Exercise goal: Take the records below and set down exactly the lines from the one with "Where can you find the bird's wing" to the one with "Target: long blonde hair", ends included; do not copy the pictures.

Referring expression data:
● ● ● ● ●

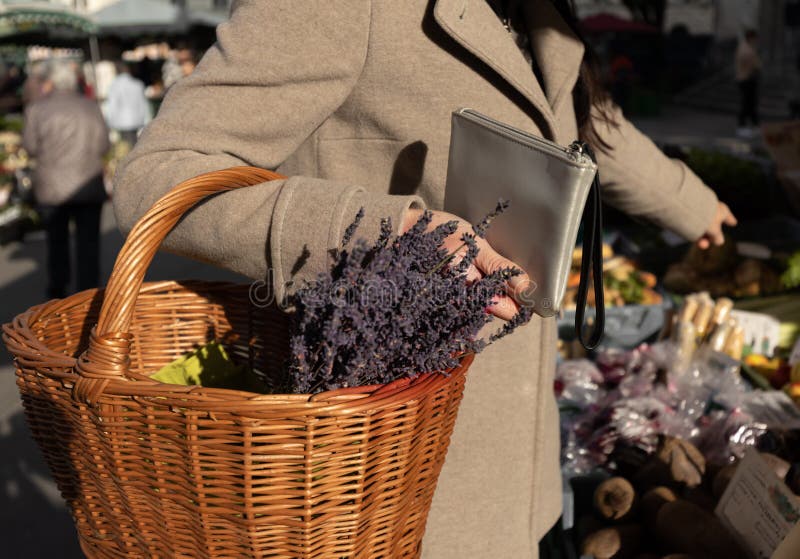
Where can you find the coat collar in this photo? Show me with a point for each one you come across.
(474, 25)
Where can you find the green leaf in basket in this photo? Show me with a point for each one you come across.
(207, 366)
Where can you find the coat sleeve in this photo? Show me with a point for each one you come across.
(277, 71)
(640, 180)
(30, 135)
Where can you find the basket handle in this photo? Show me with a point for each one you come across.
(109, 343)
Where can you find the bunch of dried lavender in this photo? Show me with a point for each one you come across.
(393, 309)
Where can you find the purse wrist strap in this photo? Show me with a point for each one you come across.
(591, 263)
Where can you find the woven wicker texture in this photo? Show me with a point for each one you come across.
(156, 470)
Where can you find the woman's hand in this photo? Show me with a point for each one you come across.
(487, 261)
(714, 234)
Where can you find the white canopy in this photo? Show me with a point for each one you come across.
(131, 17)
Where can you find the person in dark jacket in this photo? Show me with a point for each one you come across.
(67, 135)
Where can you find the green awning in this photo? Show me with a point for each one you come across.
(20, 21)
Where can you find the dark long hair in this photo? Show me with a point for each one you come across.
(589, 92)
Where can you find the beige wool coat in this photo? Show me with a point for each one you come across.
(352, 101)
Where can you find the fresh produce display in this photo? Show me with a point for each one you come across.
(623, 282)
(723, 272)
(657, 439)
(428, 318)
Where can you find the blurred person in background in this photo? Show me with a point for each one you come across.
(127, 109)
(748, 67)
(180, 63)
(66, 134)
(34, 87)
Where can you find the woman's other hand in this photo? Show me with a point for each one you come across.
(487, 261)
(714, 234)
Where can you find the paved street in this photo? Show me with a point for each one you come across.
(33, 521)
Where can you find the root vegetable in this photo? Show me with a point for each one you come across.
(614, 498)
(618, 542)
(687, 464)
(653, 500)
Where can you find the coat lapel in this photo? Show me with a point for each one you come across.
(474, 25)
(557, 50)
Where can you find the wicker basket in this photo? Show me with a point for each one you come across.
(156, 470)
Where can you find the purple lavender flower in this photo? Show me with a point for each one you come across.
(480, 228)
(392, 309)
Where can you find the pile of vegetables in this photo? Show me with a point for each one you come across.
(624, 283)
(662, 505)
(385, 310)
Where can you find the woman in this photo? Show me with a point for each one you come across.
(353, 104)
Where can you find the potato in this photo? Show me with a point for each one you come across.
(617, 542)
(683, 527)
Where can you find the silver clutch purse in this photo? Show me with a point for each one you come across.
(548, 186)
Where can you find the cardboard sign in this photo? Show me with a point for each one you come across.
(760, 510)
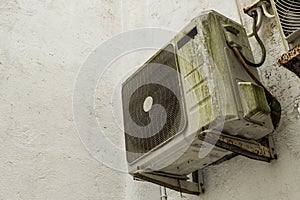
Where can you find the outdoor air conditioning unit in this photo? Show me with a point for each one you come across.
(192, 104)
(288, 13)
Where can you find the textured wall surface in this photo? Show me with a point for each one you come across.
(43, 45)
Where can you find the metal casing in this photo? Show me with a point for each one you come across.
(212, 95)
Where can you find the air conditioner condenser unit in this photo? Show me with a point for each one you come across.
(192, 104)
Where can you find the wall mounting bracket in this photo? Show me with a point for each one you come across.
(262, 150)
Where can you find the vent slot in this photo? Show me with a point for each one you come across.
(289, 15)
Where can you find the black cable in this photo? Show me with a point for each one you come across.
(261, 44)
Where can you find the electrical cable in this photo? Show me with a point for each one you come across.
(262, 46)
(245, 66)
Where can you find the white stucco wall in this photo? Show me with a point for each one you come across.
(42, 48)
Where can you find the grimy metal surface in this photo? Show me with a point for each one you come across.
(291, 60)
(251, 149)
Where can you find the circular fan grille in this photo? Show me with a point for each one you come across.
(144, 130)
(289, 15)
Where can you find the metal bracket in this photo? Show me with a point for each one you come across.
(263, 151)
(180, 185)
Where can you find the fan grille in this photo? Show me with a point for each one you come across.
(289, 15)
(163, 85)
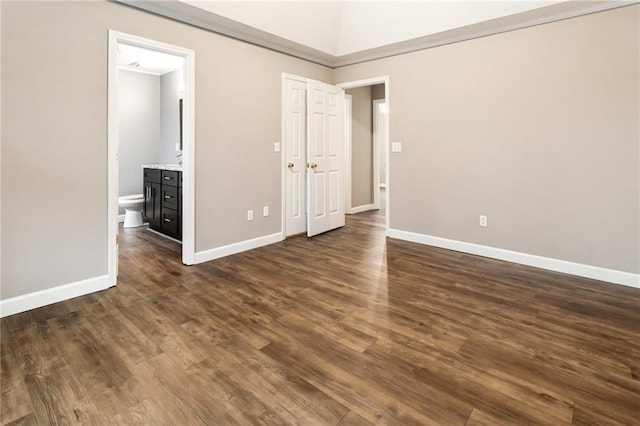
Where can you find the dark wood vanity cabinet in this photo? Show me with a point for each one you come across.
(163, 201)
(151, 210)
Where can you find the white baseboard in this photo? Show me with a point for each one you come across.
(218, 252)
(57, 294)
(360, 209)
(557, 265)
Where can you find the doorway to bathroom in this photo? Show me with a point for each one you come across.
(151, 104)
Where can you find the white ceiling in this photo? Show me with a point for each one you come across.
(337, 33)
(134, 58)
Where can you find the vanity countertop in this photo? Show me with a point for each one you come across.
(174, 167)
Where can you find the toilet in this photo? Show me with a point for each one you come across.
(132, 205)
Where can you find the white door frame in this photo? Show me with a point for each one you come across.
(284, 149)
(361, 83)
(113, 142)
(348, 151)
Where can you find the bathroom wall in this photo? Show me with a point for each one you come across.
(378, 92)
(139, 107)
(54, 138)
(170, 84)
(361, 146)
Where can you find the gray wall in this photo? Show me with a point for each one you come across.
(139, 99)
(54, 136)
(169, 117)
(536, 128)
(361, 146)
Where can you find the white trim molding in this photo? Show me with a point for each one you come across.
(200, 17)
(581, 270)
(37, 299)
(228, 250)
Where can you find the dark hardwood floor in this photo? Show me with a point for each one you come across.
(346, 328)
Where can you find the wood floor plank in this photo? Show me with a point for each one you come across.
(346, 328)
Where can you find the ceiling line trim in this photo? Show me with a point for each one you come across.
(200, 18)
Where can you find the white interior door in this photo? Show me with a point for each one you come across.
(295, 140)
(325, 155)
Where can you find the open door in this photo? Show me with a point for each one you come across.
(325, 156)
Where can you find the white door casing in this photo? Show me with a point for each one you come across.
(325, 156)
(188, 159)
(295, 140)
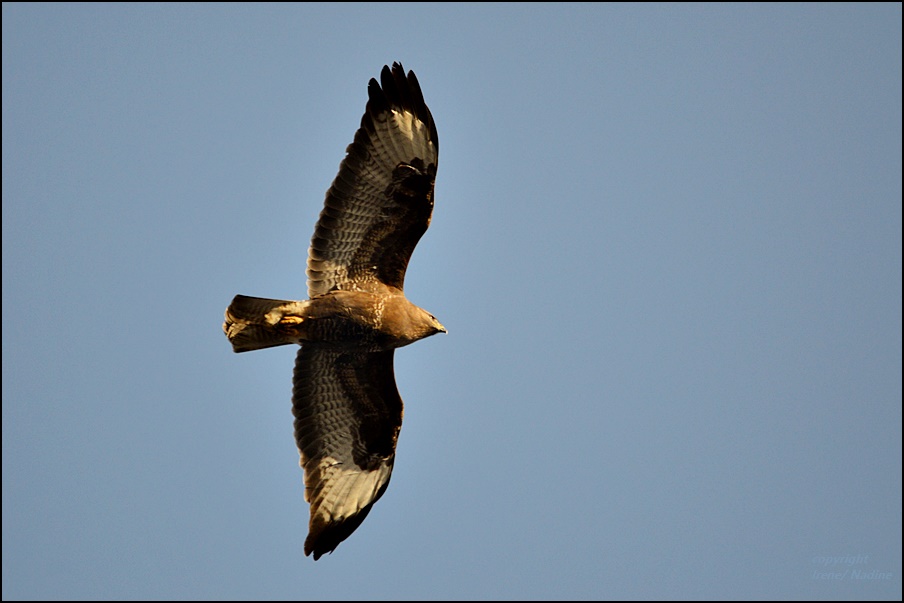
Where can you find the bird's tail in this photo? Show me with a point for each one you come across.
(255, 323)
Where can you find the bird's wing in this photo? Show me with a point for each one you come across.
(348, 414)
(380, 203)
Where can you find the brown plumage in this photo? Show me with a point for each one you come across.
(347, 408)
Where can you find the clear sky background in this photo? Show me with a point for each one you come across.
(666, 245)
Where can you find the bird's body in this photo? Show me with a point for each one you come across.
(347, 408)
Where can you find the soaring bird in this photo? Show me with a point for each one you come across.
(347, 407)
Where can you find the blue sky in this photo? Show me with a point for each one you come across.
(666, 245)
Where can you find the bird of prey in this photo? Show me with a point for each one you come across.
(347, 407)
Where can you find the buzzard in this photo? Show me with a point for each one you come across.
(347, 407)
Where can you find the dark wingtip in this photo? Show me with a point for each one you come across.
(325, 540)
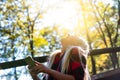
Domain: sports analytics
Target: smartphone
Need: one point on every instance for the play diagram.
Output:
(29, 60)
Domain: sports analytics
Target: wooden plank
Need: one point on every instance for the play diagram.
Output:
(20, 62)
(104, 50)
(106, 74)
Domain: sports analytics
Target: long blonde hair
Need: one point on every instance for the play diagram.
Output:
(68, 44)
(66, 60)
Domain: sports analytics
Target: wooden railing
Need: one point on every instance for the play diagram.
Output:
(42, 59)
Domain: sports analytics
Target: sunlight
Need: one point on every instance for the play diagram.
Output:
(62, 13)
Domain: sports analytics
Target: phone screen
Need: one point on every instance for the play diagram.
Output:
(29, 60)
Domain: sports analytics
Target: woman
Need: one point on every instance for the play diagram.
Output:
(67, 64)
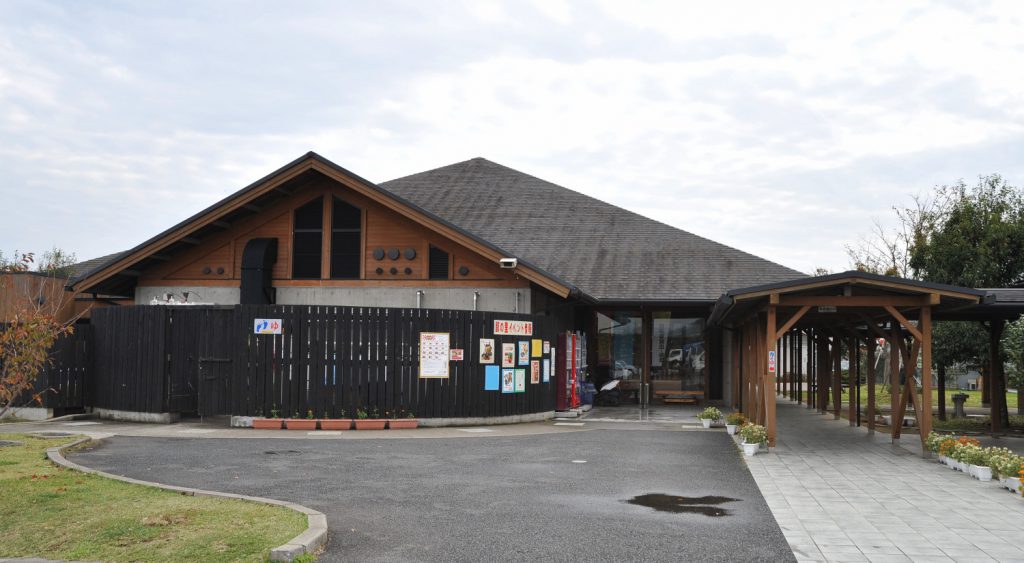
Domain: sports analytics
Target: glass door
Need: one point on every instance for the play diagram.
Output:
(620, 352)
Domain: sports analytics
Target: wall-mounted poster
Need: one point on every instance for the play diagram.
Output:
(514, 328)
(434, 349)
(492, 379)
(508, 354)
(537, 348)
(486, 350)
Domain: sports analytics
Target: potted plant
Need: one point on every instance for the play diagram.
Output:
(709, 416)
(295, 423)
(1007, 466)
(341, 423)
(732, 421)
(364, 420)
(273, 423)
(754, 435)
(403, 420)
(946, 446)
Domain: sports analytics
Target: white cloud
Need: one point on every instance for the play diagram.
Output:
(778, 128)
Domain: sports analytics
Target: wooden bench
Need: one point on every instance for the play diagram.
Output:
(676, 395)
(672, 391)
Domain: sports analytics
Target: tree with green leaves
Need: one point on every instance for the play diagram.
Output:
(969, 235)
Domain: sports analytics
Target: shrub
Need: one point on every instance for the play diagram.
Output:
(754, 433)
(711, 414)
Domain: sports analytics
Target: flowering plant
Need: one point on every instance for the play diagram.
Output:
(736, 419)
(711, 414)
(754, 433)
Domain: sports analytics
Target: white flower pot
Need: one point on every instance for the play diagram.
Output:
(1013, 483)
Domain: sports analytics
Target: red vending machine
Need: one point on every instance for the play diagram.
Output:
(568, 364)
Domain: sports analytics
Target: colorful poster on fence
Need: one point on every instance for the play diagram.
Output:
(486, 350)
(514, 328)
(537, 348)
(434, 349)
(508, 354)
(508, 381)
(492, 379)
(267, 327)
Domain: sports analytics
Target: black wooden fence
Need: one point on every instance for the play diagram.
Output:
(329, 359)
(65, 383)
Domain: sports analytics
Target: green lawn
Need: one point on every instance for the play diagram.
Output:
(882, 397)
(54, 513)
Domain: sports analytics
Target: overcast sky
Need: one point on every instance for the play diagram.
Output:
(779, 128)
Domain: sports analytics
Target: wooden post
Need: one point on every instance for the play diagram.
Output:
(925, 415)
(770, 343)
(942, 391)
(837, 376)
(870, 386)
(800, 367)
(894, 383)
(852, 380)
(995, 381)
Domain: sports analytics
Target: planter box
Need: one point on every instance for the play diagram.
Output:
(301, 424)
(371, 424)
(267, 424)
(336, 424)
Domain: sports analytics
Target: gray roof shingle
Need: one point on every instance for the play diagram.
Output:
(607, 252)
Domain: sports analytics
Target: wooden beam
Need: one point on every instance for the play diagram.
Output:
(793, 320)
(902, 320)
(852, 301)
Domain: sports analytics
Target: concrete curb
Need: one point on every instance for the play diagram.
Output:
(309, 540)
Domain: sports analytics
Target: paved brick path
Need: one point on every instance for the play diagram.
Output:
(840, 494)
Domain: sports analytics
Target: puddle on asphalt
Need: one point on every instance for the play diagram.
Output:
(683, 505)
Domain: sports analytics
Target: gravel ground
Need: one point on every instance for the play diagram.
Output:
(486, 499)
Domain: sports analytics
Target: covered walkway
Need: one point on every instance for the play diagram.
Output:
(840, 493)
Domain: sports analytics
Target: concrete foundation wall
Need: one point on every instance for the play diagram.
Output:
(131, 416)
(30, 413)
(491, 299)
(217, 296)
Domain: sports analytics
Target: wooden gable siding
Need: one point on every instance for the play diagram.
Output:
(218, 260)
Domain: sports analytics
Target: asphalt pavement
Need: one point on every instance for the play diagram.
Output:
(554, 496)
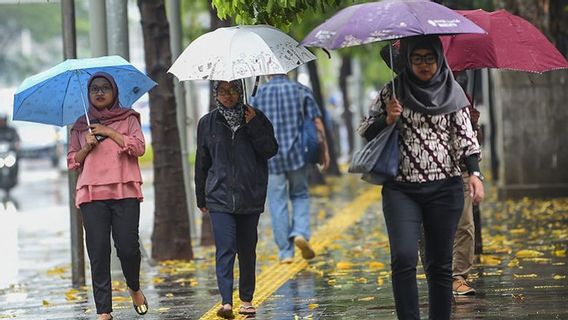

● ● ● ● ●

The completed task:
Where can you find the bird's wing in this photo? Show me with a point for each one you come across.
(348, 414)
(380, 203)
Where can you find the brown plumage in this photo? Show me with a point for each one you come across.
(347, 408)
Where can you find the clear sky background in this photo? Show me with a point for each one you come across.
(666, 245)
Where can you find the bird's body in this photo? Show me with a point for each one you come across.
(347, 408)
Where can you find the soaring bird in this photo? Show me with a point for each one you come across.
(347, 407)
Where can you find the blue sky in this photo? Show me with a point for each one you come across.
(666, 245)
Where can you find the bird of prey in this photo? Show me with a point for each one you come across.
(347, 407)
Where can you find the buzzard in this photo? Show me with a point for each one you come across.
(347, 407)
Where can you find the dark wingtip in this photo? Show me with a point for each one you come across.
(325, 540)
Domain: sports analytics
Target: smartphone
Need: one point on every instance for the play diagram.
Output:
(29, 60)
Domain: sports analytics
Target: wooden plank
Need: one point on every instance for the play diagram.
Output:
(20, 62)
(104, 50)
(106, 74)
Domain: sports analytics
Target: long blonde hair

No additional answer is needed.